→ **Text block**
━━━━━━━━━━━━━━━━

The city deployed more than 500 police officers to the event, which was held at the Parkman Bandstand. Police erected barricades and blocked streets near the rally, and weapons of any kind were banned.

The rally ended early, and all rally attendees left by 1:00 pm. Most of the planned speeches did not take place. Police maintained a gap of 35–40 yards between the rally and counterprotesters; due to this and lack of any amplification, only those within the bandstand could hear the speeches. Samson Racioppi, who was scheduled to speak, said "I really think it was supposed to be a good event by the organizers, but it kind of fell apart". No members of the press were allowed to report from the bandstand.

Meanwhile, whereas the rally drew only a handful of attendees, between 30,000 and 40,000 people participated in the counterprotest march from Roxbury to the Boston Common. The event was largely peaceful, with no injuries reported as of the afternoon of August 19. 33 people were arrested, largely for disorderly conduct. There were a few arrests for assaults on police officers. During a news conference in the afternoon of August 19, Boston Police Commissioner William B. Evans said that some rocks and bottles filled with urine had been thrown at police officers but that overall there was "very little injury and property damage".

== Legacy ==
According to The Boston Globe in February 2021, "Even though few came to support the Free Speech Rally, it fueled the alt-right movement in Boston". The organizers of the rally ultimately joined Resist Marxism, a far-right organization founded by Kyle Chapman. Following bad publicity stemming from the revelation of internal conversations showing the group using racist and antisemitic slurs and rhetoric, and fantasizing about attacking leftist activists, Resist Marxism disbanded. Many of its members ultimately joined Super Happy Fun America, which has been described as a "front" for Resist Marxism.

━━━━━━━━━━━━━━━━

→ **Exercise description**
Answer these questions using the text about the rally:
1. At what location was the rally held?
2. How many people were arrested?
3. Which organization did the rally's organizers ultimately join?

━━━━━━━━━━━━━━━━

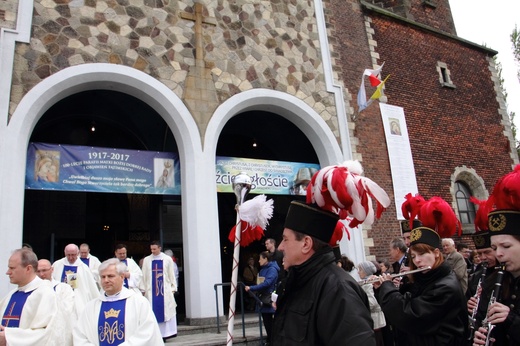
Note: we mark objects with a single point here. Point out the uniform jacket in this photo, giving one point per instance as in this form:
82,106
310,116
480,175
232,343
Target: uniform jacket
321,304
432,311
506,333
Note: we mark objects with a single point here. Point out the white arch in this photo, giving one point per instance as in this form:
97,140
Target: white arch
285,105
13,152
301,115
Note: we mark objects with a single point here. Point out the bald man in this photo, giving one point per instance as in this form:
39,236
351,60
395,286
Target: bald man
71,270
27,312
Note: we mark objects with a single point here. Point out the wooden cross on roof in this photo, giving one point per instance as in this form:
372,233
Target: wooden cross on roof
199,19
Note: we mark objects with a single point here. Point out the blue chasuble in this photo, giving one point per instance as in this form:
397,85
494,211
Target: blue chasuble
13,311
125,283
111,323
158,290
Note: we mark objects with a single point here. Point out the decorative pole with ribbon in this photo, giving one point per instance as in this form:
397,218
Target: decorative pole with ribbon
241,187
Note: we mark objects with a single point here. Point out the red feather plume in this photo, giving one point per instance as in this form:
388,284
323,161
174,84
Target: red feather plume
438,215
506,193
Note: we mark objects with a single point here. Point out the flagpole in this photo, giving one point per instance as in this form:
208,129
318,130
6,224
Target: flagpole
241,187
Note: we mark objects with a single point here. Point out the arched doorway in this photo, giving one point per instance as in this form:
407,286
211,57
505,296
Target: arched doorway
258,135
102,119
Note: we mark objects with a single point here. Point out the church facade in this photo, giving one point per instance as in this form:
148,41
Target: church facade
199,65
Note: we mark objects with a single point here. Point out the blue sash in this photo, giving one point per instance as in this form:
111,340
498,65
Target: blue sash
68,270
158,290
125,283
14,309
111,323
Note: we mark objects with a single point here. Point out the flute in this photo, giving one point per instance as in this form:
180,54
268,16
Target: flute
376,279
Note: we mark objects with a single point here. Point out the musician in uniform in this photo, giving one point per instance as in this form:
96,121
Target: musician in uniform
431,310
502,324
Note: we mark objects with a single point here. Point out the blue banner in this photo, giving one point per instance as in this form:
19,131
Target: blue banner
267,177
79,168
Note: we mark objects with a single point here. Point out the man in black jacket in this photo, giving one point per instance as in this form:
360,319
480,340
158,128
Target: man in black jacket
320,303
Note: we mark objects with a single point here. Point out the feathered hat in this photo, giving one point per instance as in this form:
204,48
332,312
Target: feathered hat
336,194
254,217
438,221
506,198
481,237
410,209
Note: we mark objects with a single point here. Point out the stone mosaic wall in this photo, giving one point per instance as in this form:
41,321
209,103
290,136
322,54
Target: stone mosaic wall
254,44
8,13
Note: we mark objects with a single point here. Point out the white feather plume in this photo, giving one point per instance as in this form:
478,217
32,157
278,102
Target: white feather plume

━━━━━━━━━━━━━━━━

→ **Response**
1. The Parkman Bandstand
2. 33
3. Resist Marxism